__Supplied text__.
>> START
Thank You Camellia is the third studio album and second major-label album by American singer-songwriter Kris Allen. It was released on May 22, 2012.

Background
Allen confirmed on April 4, 2012, via a WhoSay Twitter-based fan interview (and reiterated in following interviews) that the album's title is a reference to the home that he shared with friends from his home state of Arkansas while living in Los Angeles, where he recorded the majority of the songs featured on his sophomore release.

Reception
Entertainment Weekly'''s Grady Smith gave the album a positive (B+) review. Ceding that the songs may come off "downright Amish" compared to contemporaries on the pop charts, Smith noted that "Allen delivers his lyrics with an earnest confidence (and occasional swagger) that keeps his songs from becoming treacly," concluding that the album was "a cohesive, warmhearted charmer." USA Today's Brian Mansfield also described it as "warmhearted" with "charming flourishes." People gave the album 3 out of 4 stars, calling it a "smoothly and surely executed . . . winner." Yahoo Music's Lyndsey Parker observed that "[Allen's] songwriting skills have clearly grown more sophisticated," praising the range of the material from "jaunty, summer-convertible-cruising anthems" to darker tracks such as "the propulsive and sinister alt-rocker 'Monster'" and noting that "the lyrics are plain-spoken, refreshingly unflowery, and . . . cut right to the heart of the matter."

Singles
The only single from the album is "The Vision of Love", which was released digitally on March 26, 2012.

Live performances
Allen performed new material from his forthcoming album for the first time at a sold out show at The Mint in Los Angeles on February 9, 2012.

Allen performed "The Vision of Love" and other new material from his forthcoming album at the Live in the Vineyard'' festival on April 13 at the Uptown Theater, in Napa, California. The show also featured Jason Mraz, Mayer Hawthorne, Mat Kearney, and more.

He also performed at Mix 94.1's Pet-a-Palooza in Las Vegas on April 21, 2012. On May 19, 2012, Allen performed songs from the record on 96.9 WINK FM's Spring Fling. He also covered "She Works Hard for the Money", paying respect to the late Donna Summer.
>> END
__Data provided__.
>> START
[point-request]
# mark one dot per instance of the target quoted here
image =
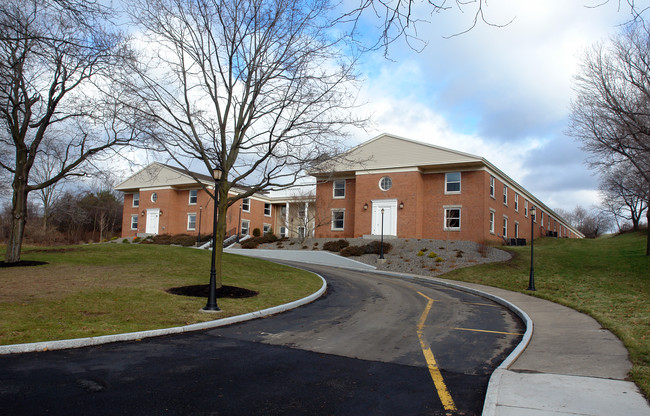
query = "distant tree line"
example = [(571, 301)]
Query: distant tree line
[(74, 216)]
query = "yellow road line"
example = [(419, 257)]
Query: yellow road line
[(441, 387), (490, 332)]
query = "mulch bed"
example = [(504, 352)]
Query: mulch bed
[(201, 291), (23, 263)]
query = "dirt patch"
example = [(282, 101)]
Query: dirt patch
[(23, 263), (201, 291)]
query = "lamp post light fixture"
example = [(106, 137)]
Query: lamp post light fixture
[(381, 245), (531, 279), (211, 306)]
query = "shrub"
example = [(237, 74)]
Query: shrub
[(374, 247), (353, 251), (250, 243), (335, 246)]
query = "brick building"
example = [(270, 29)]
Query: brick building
[(426, 191), (162, 199)]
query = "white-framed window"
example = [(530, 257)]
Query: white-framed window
[(245, 227), (385, 183), (452, 218), (516, 202), (302, 211), (491, 222), (191, 222), (193, 196), (525, 208), (338, 188), (338, 219), (452, 183)]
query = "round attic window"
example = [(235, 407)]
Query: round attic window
[(385, 183)]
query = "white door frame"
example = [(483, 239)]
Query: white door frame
[(153, 220), (390, 216)]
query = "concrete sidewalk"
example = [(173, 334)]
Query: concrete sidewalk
[(571, 365)]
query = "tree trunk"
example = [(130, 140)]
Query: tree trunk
[(18, 219), (222, 207)]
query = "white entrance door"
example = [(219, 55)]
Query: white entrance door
[(152, 221), (389, 218)]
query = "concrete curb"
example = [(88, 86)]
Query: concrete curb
[(133, 336)]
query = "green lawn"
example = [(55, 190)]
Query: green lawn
[(607, 278), (114, 288)]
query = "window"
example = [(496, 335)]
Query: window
[(338, 220), (302, 211), (245, 227), (385, 183), (339, 189), (517, 202), (525, 208), (452, 183), (191, 222), (452, 219)]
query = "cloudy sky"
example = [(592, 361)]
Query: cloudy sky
[(501, 93)]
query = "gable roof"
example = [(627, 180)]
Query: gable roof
[(387, 151), (158, 175)]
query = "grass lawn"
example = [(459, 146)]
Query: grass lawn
[(607, 278), (115, 288)]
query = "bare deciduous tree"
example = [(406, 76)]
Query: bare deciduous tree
[(625, 194), (257, 89), (611, 114), (55, 67)]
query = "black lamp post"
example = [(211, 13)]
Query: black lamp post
[(381, 246), (239, 223), (211, 306), (531, 280), (198, 237)]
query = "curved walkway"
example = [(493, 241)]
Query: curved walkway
[(567, 364)]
>> END
__Written tasks__.
1. Revise the album article from "Live performances" up to and including "late Donna Summer.", replacing "forthcoming" with "upcoming".
2. List every line of the entries that contains the string "light", treating case as significant.
The album article and the entries are separate material with no connection to each other.

__In response__.
1.
Live performances
Allen performed new material from his upcoming album for the first time at a sold out show at The Mint in Los Angeles on February 9, 2012.

Allen performed "The Vision of Love" and other new material from his upcoming album at the Live in the Vineyard'' festival on April 13 at the Uptown Theater, in Napa, California. The show also featured Jason Mraz, Mayer Hawthorne, Mat Kearney, and more.

He also performed at Mix 94.1's Pet-a-Palooza in Las Vegas on April 21, 2012. On May 19, 2012, Allen performed songs from the record on 96.9 WINK FM's Spring Fling. He also covered "She Works Hard for the Money", paying respect to the late Donna Summer.

2.
query = "lamp post light fixture"
Query: lamp post light fixture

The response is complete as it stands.